◆ Trecho fornecido:
Os cemitérios dos Chinchorros tem um valor arqueológico inestimável e que ajudam a entender mais das práticas daquela cultura, especialmente no contexto social e espiritual. E aqui se destaca a principal diferença entre as múmias chilenas e as egípcias. No Egito Antigo a mumificação era reservada apenas para a elite social, como os faraós, porém os Chinchorros concediam esse direito a todo o seu povoado.

·        O processo de mumificação dos Chinchorros

Além disso, o processo de mumificação dos Chinchorros também se distingue bastante dos egípcios. Primeiro as múmias chilenas tinham sua pele e órgãos removidos. Depois, assim que as cavidades dos corpos estivessem secas, eles costuravam a pele de volta. Então as múmias eram envolvidas com materiais feitos de cana, pele de leão-marinho e também lã de alpaca. Por fim, cobria-se os rostos dos mortos com uma máscara feita de argila com aberturas nos locais dos olhos e da boca. Também eram colocadas sobre as múmias perucas feitas de cabelo humano e só então elas eram enterradas no deserto para que fossem preservadas para sempre.

O arqueólogo alemão Mas Uhle foi o primeiro a documentar uma múmia dos Chinchorros. Ele descobriu os corpos em 1917 em uma praia. Porém, por conta do período da descoberta, ainda não era possível fazer determinar a idade das múmias chilenas com precisão. Isso só veio a ser possível com o desenvolvimento de técnicas de datação por carbono nas décadas seguintes. Desde então, centenas de novas múmias foram encontradas pelo Deserto do Atacama. As comunidades locais já tinham conhecimento das múmias há bastante tempo, pois como as covas não eram muito profundas os corpos eram facilmente encontrados até mesmo por animais.

·        Mudanças climáticas ameaçam as múmias chilenas

Atualmente existe uma grande preocupação com a preservação dos túmulos dos Chinchorros que estão sendo vítimas das mudanças climáticas dos últimos anos. A ação dos elementos da natureza acaba prejudicando a conservação dos corpos. Arqueólogos têm lutado para conseguir financiamento para a recuperação das múmias. Bernardo Arriaza, da Universidade de Tarapacá, deu uma entrevista ao The Guardian para chamar atenção para esses esforços.

◆ Registros do conjunto:
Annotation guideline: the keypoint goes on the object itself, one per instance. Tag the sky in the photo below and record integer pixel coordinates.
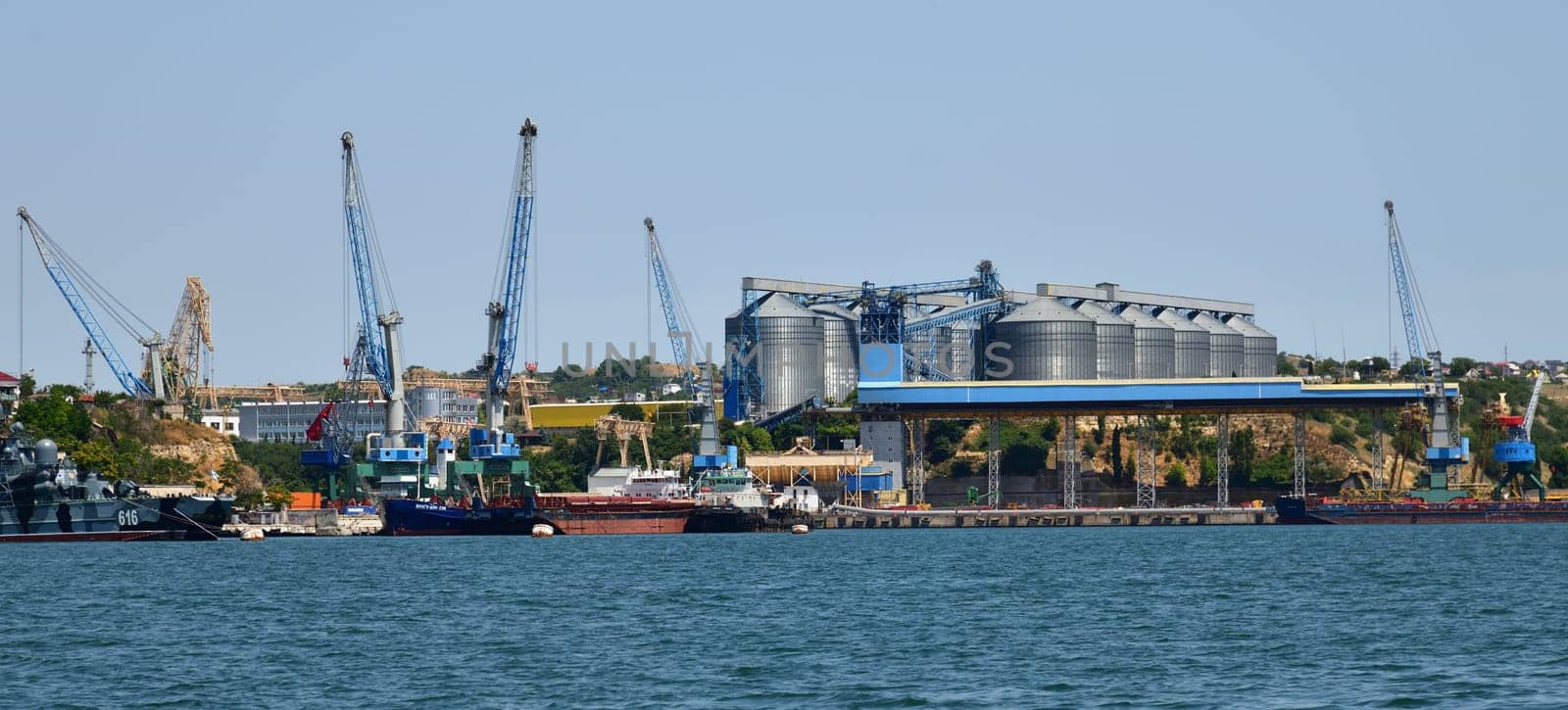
(1236, 151)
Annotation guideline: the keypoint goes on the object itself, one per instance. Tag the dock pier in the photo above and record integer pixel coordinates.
(841, 517)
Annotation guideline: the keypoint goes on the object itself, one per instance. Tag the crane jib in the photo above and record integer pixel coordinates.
(83, 312)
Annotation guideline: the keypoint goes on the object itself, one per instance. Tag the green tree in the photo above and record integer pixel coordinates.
(1244, 453)
(276, 496)
(1051, 430)
(1117, 467)
(1343, 438)
(54, 417)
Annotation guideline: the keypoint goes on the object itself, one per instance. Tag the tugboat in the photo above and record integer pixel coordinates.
(44, 497)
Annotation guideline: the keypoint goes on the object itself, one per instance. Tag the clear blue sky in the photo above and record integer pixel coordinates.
(1220, 149)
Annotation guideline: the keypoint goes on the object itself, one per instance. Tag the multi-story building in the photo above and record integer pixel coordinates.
(446, 404)
(223, 420)
(286, 422)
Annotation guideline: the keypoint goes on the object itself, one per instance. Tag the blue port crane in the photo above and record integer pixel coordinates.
(506, 309)
(682, 339)
(77, 286)
(378, 315)
(1445, 447)
(1517, 451)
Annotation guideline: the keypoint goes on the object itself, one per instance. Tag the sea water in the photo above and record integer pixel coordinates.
(1203, 616)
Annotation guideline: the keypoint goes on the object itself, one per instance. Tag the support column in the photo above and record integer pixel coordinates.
(993, 478)
(1066, 462)
(1222, 462)
(1379, 470)
(1298, 478)
(1145, 462)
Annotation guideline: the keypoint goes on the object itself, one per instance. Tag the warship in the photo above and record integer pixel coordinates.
(44, 497)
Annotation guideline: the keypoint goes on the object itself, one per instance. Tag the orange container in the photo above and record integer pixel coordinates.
(305, 500)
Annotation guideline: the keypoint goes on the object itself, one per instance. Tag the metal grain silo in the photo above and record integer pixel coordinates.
(1152, 345)
(1047, 341)
(789, 353)
(1225, 347)
(963, 352)
(1191, 344)
(1112, 342)
(933, 345)
(841, 350)
(1259, 349)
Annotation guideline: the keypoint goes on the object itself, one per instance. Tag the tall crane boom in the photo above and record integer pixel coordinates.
(1445, 447)
(60, 268)
(506, 310)
(1536, 399)
(190, 341)
(378, 326)
(673, 309)
(365, 258)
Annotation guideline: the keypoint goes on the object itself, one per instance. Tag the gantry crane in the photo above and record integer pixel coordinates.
(684, 339)
(378, 318)
(77, 286)
(506, 310)
(1517, 451)
(1445, 447)
(188, 345)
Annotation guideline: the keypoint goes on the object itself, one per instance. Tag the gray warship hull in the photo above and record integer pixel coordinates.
(195, 517)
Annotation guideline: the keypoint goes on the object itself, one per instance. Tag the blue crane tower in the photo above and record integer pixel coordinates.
(682, 339)
(77, 286)
(506, 310)
(886, 350)
(1515, 450)
(1445, 447)
(378, 325)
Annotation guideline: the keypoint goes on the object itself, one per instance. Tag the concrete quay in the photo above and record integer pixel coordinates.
(841, 517)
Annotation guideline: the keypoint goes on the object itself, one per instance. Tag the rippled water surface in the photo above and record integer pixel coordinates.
(1385, 616)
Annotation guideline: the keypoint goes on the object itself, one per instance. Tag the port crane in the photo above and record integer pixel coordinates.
(188, 345)
(682, 339)
(378, 349)
(1445, 447)
(1517, 450)
(506, 310)
(77, 286)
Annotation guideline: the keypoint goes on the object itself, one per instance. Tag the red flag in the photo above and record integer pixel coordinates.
(314, 431)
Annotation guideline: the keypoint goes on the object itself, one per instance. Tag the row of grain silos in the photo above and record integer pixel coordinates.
(1050, 339)
(814, 352)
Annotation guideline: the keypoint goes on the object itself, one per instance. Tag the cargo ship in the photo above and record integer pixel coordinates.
(44, 497)
(647, 506)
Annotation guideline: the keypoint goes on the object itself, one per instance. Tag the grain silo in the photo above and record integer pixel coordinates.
(1259, 349)
(1225, 347)
(1191, 344)
(1113, 342)
(1047, 341)
(930, 345)
(789, 353)
(841, 350)
(1152, 345)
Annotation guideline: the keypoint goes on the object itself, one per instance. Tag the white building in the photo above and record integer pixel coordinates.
(224, 420)
(286, 422)
(444, 403)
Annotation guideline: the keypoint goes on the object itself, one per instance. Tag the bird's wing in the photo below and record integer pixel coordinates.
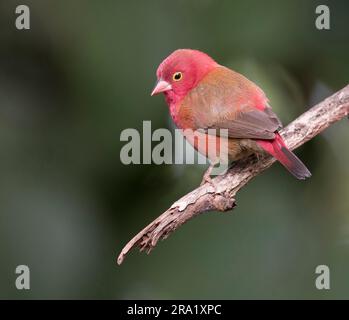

◆ Pedido recebido 1:
Nos registros, reproduza todas as linhas começando na que contém "the blue port" e terminando na que contém "(1203, 616)". Altere só as coordenadas das respostas: multiplique cada número por 0,45 e arredonde para inteiro, com metades para cima.
◆ Pedido recebido 2:
Prossiga com o trecho sobre as múmias dos Chinchorros a partir do ponto em que ele termina.

◆ Resultado da tarefa 1:
Annotation guideline: the keypoint goes on the object itself, one per instance. Tag the blue port crane in the photo above and record integer pixel coordinates.
(228, 139)
(307, 153)
(35, 129)
(170, 142)
(650, 201)
(683, 203)
Annotation guideline: the keypoint goes on the object itself, one per instance. Tag the sea water in the photo above and record integer pixel coordinates.
(541, 277)

◆ Resultado da tarefa 2:
Segundo Arriaza, nem mesmo dentro dos museus as múmias chilenas estão livres da ação das mudanças climáticas. A umidade do ambiente estimula o surgimento de mofo que acelera a decomposição dos corpos. Desde 2022 está em construção um museu com controle climático em Arica que poderá ajudar a proteger as múmias chilenas dos Chinchorros.

 

Ø  Pinturas rupestres na Patagônia passaram informações para 130 gerações diferentes

 

Mesmo antes da escrita ser desenvolvida o ser humano encontrava formas de registrar e repassar a sua história. Uma das formas mais antigas são as pinturas rupestres, também chamadas de arte rupestre. Pinturas rupestres eram representações artísticas pré-históricas realizadas em paredes, tetos e outras superfícies de cavernas e até mesmo em rochas ao ar livre. Tais registros são valiosos achados arqueológicos para se compreender a história da humanidade em tempos imemoriais. Recentemente, na Patagônia, uma nova arte rupestre impressionou pesquisadores.

O achado se encontra na Cueva Huenul 1, num deserto ao noroeste da Patagônia no território da Argentina. Esse ano, também na Patagônia, paleontólogos encontraram uma nova espécie de dinossauro que habitou a América do Sul. As artes rupestres da Cueva Huenul 1 se agrupam em mais de 800 pinturas diferentes. Mas não é a quantidade que impressiona os pesquisadores e sim a linha do tempo. Essas pinturas rupestres datam de pelo menos 8.200 até 3.000 anos atrás, ou seja, cerca de 130 gerações humanas passaram por aquelas artes, adicionando novas pinturas nas paredes e no teto da caverna. 

A descoberta foi feita por um grupo de antropólogos e arqueólogos que publicaram o estudo na revista Science Advances. Dentre os autores está Guadalupe Romera Villanueva, arqueóloga que trabalha para o CONICET, Conselho Nacional de Pesquisa Científica e Técnica da Argentina. Segundo Guadalupe, as pinturas se mostraram milênios mais antigas do que ela e os outros pesquisadores esperavam. Na Amazônia já foram encontradas pinturas rupestres que datam de mais de 12.000 anos atrás. Ainda assim, as pinturas da Patagônia configuram algumas das artes rupestres à base de pigmentos mais antigas conhecidas no continente.

Além da idade das pinturas, algo que chama atenção dos pesquisadores, como disse o co-autor Ramiro Barberena que também é um arqueólogo do CONICET, é que elas dividem o mesmo motif, ou seja, o mesmo padrão ao longo das eras. Um dos principais propósitos das artes rupestres era de preservar os conhecimentos culturais daquele povoado e transmiti-lo para as gerações seguintes e para isso alguns padrões em comum foram se estabelecendo.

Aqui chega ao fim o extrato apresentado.